----- DATA PROVIDED -----
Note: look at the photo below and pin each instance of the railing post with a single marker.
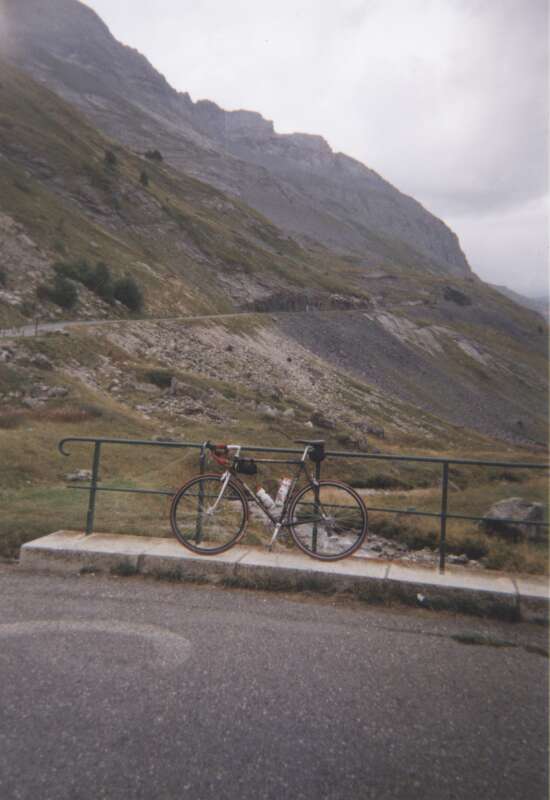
(93, 490)
(443, 528)
(200, 509)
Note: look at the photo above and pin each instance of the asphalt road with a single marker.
(131, 688)
(51, 327)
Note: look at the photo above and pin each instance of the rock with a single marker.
(514, 508)
(461, 559)
(267, 411)
(320, 421)
(57, 391)
(455, 296)
(6, 354)
(41, 361)
(190, 410)
(32, 402)
(79, 475)
(367, 426)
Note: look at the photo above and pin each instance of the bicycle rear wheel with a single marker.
(202, 522)
(328, 522)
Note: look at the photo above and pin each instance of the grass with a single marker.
(473, 499)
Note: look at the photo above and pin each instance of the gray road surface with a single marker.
(22, 331)
(131, 688)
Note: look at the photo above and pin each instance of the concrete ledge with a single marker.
(458, 589)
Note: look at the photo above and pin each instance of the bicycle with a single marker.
(209, 514)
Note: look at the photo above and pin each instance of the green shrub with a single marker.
(101, 282)
(62, 292)
(97, 279)
(160, 377)
(127, 291)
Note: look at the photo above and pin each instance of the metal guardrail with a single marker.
(443, 515)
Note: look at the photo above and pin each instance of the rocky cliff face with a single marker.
(295, 180)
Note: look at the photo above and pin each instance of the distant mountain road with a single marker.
(130, 688)
(61, 325)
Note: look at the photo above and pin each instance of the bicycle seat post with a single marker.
(274, 537)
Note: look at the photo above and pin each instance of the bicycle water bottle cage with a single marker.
(246, 466)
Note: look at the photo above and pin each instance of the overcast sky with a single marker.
(446, 99)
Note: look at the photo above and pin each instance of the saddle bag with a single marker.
(246, 466)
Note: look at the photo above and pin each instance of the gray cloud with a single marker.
(447, 99)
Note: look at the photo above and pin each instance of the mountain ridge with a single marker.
(293, 179)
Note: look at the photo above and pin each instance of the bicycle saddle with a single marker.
(317, 452)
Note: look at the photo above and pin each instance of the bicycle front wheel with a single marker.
(328, 521)
(204, 520)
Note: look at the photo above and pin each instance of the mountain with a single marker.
(540, 304)
(405, 352)
(373, 338)
(294, 180)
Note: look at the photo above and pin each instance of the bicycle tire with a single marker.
(208, 533)
(338, 534)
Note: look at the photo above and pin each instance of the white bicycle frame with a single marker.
(227, 475)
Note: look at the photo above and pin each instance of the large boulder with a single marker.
(514, 508)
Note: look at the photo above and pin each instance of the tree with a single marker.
(127, 291)
(62, 292)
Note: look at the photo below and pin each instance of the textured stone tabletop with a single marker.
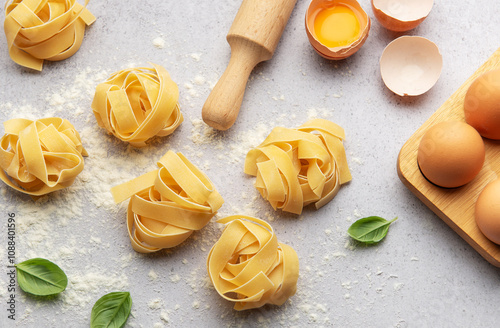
(422, 275)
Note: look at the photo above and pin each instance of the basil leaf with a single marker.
(41, 277)
(370, 230)
(111, 311)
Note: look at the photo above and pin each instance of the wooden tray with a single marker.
(455, 206)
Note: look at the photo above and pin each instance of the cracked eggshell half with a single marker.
(410, 65)
(402, 15)
(354, 26)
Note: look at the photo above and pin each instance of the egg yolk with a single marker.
(336, 26)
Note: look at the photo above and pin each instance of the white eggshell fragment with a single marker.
(401, 15)
(410, 65)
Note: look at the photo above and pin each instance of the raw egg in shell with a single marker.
(482, 105)
(487, 211)
(451, 154)
(336, 28)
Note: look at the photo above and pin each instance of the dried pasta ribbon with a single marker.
(38, 157)
(136, 104)
(168, 204)
(39, 30)
(248, 266)
(297, 167)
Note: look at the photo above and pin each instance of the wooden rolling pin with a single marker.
(253, 37)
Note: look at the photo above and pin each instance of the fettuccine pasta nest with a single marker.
(38, 157)
(137, 104)
(248, 266)
(167, 204)
(39, 30)
(297, 167)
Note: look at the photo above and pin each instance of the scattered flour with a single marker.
(159, 42)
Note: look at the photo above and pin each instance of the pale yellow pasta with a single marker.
(167, 204)
(137, 104)
(297, 167)
(39, 30)
(248, 266)
(38, 157)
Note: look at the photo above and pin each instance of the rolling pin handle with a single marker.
(223, 104)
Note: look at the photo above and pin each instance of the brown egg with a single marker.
(451, 154)
(482, 105)
(488, 211)
(401, 16)
(336, 28)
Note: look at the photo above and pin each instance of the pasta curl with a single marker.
(248, 265)
(137, 104)
(167, 204)
(297, 167)
(42, 156)
(39, 30)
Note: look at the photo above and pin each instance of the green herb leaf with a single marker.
(370, 230)
(41, 277)
(111, 310)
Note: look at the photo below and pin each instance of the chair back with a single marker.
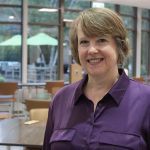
(53, 86)
(40, 114)
(139, 79)
(32, 104)
(8, 88)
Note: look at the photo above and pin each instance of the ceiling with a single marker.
(136, 3)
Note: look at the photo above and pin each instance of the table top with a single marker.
(15, 133)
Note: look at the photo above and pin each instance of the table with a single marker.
(13, 132)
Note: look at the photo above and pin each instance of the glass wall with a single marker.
(42, 40)
(10, 40)
(145, 51)
(43, 37)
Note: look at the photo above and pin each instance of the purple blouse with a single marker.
(121, 120)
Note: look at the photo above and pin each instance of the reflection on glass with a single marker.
(18, 2)
(10, 14)
(43, 54)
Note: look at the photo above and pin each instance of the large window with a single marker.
(43, 24)
(128, 15)
(145, 52)
(10, 40)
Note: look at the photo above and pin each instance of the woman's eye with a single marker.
(84, 42)
(102, 40)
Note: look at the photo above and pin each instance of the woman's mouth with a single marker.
(95, 60)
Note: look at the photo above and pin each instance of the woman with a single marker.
(105, 110)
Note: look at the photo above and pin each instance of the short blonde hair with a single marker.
(99, 22)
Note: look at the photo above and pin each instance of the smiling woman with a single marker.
(100, 110)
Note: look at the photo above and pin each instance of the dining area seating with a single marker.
(7, 99)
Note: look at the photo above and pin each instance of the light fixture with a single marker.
(11, 17)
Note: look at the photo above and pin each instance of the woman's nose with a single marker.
(92, 48)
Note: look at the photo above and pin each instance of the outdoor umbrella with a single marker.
(13, 41)
(42, 39)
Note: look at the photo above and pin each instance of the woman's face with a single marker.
(98, 55)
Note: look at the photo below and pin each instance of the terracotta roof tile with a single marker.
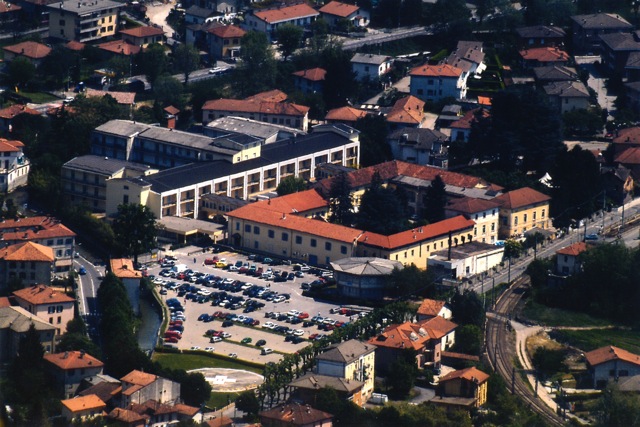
(521, 197)
(606, 354)
(73, 360)
(29, 49)
(470, 374)
(286, 13)
(339, 9)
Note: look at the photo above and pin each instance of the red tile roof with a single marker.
(573, 250)
(408, 110)
(442, 70)
(521, 197)
(607, 354)
(312, 74)
(286, 13)
(345, 114)
(544, 54)
(227, 31)
(29, 49)
(339, 9)
(470, 374)
(73, 360)
(143, 31)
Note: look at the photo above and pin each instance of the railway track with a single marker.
(501, 350)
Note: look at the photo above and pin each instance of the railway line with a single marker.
(501, 350)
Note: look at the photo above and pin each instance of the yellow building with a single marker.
(351, 360)
(84, 21)
(522, 210)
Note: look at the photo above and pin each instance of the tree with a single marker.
(186, 60)
(135, 229)
(340, 201)
(435, 201)
(289, 38)
(291, 184)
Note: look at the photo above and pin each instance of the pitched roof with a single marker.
(27, 251)
(408, 110)
(441, 70)
(73, 360)
(544, 54)
(346, 352)
(345, 114)
(431, 307)
(84, 403)
(312, 74)
(227, 31)
(521, 197)
(123, 268)
(470, 374)
(339, 9)
(29, 49)
(287, 13)
(609, 353)
(573, 250)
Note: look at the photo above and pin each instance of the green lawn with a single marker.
(590, 339)
(550, 316)
(195, 361)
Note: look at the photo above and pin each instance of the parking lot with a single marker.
(241, 295)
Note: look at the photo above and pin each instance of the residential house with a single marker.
(421, 146)
(48, 304)
(45, 231)
(67, 370)
(587, 29)
(407, 112)
(84, 21)
(568, 258)
(177, 192)
(369, 67)
(522, 210)
(295, 415)
(468, 388)
(267, 21)
(350, 360)
(568, 95)
(610, 363)
(224, 41)
(616, 49)
(461, 128)
(143, 36)
(427, 339)
(543, 56)
(139, 387)
(82, 408)
(484, 212)
(540, 36)
(363, 278)
(282, 113)
(8, 114)
(468, 56)
(336, 13)
(435, 82)
(430, 308)
(124, 270)
(310, 80)
(84, 179)
(15, 322)
(14, 166)
(32, 51)
(305, 388)
(346, 115)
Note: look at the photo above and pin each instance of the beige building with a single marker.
(522, 210)
(84, 21)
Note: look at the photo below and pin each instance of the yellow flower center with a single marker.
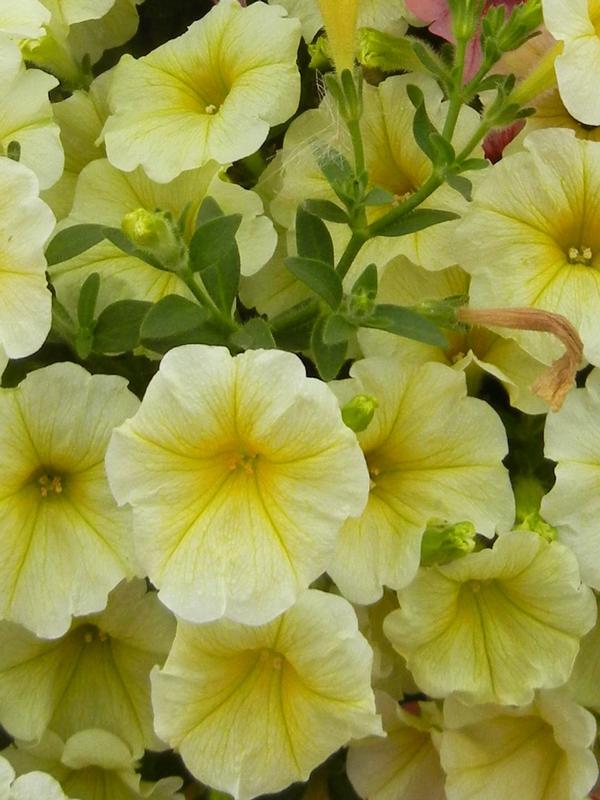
(580, 255)
(50, 485)
(90, 634)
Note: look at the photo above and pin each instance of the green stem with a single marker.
(352, 250)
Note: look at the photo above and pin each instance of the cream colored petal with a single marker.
(494, 625)
(254, 709)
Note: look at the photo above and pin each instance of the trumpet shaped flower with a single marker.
(96, 676)
(240, 472)
(540, 751)
(91, 764)
(211, 94)
(531, 239)
(32, 786)
(25, 225)
(431, 451)
(495, 625)
(572, 505)
(252, 709)
(64, 543)
(406, 764)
-----
» **SET TASK**
Reproduce, character for character, the stretch of the entries from the line containing "flower with a single marker." through the end of the entries.

» **COMPLETE OUTPUT**
Note: look at the photo above and pin each instance of the trumpet shaped flower with a single marker.
(96, 676)
(240, 472)
(540, 751)
(91, 764)
(211, 94)
(531, 239)
(32, 786)
(25, 225)
(431, 451)
(495, 625)
(572, 505)
(252, 709)
(64, 543)
(406, 764)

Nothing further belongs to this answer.